The primary factors driving growth in the agricultural sector are increases in productivity, resource efficiency or cost savings in production; moreover, intensification and crop diversification toward high-value crops to support increased farm income and profitability are also important.
       
Increasing the yield from a given area by growing two or more crops on the same field in a single year is known as crop intensification. Through crop intensification, one can maximize crop output per unit area and time while ensuring food security, self-sufficiency, crop failure insurance and resource efficiency.
       
In regard to the myriad issues confronting modern agriculture and the urgent need to boost crop output in order to guarantee food security for all, sustainable crop intensification techniques like intercropping and mixed cropping must be encouraged. Monocropping systems have minimum benefits which lead to low crop production and a higher probability of crop failure (Prakash et al., 2024).  Intercropping is an age old practice in India, especially under rainfed conditions, which aims to increase total productivity per unit area and to equitably and judiciously utilize land resources and farming inputs including labour (Mohapatra et al., 2013 and Sharmili et al., 2021). By utilizing all available resources to the fullest extent that a single crop could not, legume-based intercropping seeks to increase yield from a unit area (Zhang et al., 2011).
       
In this area, crop diversity is necessary and should be both profitable and providing feed. A groundnut and sweet corn intercropping strategy is perfect. Sweet corn has the advantage of producing green fodder and being harvested 80-90 days after seeding, increasing the intensity of annual cropping overall.

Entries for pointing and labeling
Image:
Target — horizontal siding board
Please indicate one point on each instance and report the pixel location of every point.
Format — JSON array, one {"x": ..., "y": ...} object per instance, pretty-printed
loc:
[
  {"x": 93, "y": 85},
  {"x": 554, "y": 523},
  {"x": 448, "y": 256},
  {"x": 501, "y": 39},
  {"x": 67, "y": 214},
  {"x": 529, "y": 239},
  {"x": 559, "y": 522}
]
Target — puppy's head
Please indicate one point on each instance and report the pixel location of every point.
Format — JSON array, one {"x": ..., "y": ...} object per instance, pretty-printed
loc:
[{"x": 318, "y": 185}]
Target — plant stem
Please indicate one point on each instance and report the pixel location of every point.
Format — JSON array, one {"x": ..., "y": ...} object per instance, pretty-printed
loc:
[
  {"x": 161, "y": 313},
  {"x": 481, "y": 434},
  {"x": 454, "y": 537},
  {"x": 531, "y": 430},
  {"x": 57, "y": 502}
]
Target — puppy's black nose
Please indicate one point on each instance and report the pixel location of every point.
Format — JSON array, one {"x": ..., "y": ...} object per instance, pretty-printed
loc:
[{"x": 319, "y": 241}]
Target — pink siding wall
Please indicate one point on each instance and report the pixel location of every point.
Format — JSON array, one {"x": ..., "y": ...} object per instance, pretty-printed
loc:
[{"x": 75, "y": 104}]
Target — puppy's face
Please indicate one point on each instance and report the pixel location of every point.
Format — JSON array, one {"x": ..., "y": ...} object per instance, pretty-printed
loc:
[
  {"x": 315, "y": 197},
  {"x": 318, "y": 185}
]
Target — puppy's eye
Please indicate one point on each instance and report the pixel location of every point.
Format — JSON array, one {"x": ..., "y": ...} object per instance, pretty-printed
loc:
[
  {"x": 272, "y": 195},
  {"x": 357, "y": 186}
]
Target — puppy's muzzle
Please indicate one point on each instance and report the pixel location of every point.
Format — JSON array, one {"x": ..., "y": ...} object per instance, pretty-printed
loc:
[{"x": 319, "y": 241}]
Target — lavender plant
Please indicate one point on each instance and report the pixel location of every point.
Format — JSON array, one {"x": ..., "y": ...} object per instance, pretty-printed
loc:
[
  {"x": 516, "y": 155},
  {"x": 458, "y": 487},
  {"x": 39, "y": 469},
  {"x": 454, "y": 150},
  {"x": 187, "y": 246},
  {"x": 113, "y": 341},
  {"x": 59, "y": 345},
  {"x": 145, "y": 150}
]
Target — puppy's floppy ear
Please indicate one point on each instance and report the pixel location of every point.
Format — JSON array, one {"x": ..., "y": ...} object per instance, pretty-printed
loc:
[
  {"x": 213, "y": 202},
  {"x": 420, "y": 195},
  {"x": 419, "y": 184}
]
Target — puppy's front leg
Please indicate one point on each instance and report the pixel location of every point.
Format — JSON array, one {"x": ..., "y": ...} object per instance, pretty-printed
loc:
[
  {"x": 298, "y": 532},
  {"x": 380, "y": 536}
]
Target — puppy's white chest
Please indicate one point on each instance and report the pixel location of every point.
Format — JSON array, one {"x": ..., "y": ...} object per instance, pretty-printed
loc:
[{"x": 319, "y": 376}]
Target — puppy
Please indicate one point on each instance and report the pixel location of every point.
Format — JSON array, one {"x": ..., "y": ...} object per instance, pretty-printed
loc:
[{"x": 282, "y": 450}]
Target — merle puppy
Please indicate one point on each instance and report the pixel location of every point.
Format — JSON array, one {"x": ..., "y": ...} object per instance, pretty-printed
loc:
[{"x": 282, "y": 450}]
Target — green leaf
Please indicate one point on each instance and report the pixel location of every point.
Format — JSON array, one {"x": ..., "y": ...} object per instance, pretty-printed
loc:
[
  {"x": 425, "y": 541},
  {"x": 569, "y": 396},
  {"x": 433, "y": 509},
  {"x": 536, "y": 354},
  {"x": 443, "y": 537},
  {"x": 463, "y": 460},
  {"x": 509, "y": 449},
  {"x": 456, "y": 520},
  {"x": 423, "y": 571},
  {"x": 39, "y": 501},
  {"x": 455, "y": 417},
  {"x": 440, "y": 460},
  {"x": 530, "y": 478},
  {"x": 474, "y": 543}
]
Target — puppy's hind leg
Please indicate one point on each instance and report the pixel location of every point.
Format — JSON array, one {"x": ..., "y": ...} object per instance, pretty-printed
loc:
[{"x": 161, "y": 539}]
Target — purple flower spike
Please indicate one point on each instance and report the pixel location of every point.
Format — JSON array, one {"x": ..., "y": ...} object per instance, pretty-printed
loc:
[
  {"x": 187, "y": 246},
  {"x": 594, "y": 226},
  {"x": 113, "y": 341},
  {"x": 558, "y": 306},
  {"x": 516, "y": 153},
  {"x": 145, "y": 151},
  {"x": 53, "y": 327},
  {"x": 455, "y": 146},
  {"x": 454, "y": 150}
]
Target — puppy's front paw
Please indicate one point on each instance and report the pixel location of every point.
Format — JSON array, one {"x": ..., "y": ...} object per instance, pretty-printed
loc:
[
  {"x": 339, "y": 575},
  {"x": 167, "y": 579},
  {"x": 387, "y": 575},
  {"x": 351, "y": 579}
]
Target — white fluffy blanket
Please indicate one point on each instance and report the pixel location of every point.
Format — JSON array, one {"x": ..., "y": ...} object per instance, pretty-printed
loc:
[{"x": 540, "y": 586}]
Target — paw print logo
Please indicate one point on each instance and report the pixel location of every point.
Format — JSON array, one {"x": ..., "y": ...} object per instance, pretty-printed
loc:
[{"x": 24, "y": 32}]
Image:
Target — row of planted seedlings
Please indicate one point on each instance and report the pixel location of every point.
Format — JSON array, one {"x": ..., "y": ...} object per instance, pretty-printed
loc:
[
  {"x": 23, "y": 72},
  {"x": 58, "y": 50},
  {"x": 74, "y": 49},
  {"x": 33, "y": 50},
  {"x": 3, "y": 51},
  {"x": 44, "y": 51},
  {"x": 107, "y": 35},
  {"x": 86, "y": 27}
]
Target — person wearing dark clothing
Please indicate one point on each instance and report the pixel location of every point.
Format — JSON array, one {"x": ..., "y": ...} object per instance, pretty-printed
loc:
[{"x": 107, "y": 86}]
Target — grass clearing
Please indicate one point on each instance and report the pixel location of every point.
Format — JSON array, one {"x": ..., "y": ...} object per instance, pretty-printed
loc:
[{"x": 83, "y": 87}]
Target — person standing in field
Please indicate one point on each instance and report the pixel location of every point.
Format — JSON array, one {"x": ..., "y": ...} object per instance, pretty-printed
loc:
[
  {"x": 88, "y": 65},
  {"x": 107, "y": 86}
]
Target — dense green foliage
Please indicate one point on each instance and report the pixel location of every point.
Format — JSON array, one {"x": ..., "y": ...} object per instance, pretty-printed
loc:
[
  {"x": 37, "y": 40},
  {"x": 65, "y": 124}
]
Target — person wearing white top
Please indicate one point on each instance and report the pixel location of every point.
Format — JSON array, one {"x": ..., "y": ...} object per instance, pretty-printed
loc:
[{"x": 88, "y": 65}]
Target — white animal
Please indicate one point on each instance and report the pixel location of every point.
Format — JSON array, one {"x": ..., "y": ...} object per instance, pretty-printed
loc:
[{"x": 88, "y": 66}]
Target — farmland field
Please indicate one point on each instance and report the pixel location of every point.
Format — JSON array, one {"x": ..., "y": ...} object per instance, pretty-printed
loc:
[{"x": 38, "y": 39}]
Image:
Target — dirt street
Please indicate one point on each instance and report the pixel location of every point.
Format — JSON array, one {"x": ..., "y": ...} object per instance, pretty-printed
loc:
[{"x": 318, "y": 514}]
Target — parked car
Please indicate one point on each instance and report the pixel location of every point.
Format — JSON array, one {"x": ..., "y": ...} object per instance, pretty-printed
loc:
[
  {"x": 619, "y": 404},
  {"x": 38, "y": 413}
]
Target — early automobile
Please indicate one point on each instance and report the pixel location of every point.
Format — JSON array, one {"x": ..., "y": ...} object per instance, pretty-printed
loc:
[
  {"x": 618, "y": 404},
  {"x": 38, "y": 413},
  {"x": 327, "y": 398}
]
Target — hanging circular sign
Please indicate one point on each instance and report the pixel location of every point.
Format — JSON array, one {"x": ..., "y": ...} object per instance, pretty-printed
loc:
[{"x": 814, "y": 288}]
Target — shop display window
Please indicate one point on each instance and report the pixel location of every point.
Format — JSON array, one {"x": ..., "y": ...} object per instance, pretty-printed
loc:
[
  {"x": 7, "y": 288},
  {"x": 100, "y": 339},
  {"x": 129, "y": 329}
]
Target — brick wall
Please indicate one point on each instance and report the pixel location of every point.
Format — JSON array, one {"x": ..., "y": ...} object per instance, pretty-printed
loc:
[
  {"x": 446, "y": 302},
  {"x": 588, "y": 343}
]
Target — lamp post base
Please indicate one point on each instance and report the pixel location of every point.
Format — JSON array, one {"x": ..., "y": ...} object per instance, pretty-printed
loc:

:: Goals ::
• a. In the passage on crop intensification, how long after seeding is sweet corn harvested?
• b. Carry on the passage on crop intensification and intercropping from its last sentence.
The items have no role in this.

:: The responses ::
• a. 80-90 days after seeding.

• b.
       
If small and marginal farmers in this area have access to information about the best groundnut-based inter/mix cropping systems, crop intensification could result in stabilized production and profits. Thus, a thorough investigation of crop intensification using groundnut + sweet corn intercropping systems was suggested.

MATERIALS AND METHODS

Crop cultivars
       
The groundnut variety Gujarat Groundnut-5 (GG-5) was used for this study as base crop, while sweet corn variety Sugar-75 as intercrops.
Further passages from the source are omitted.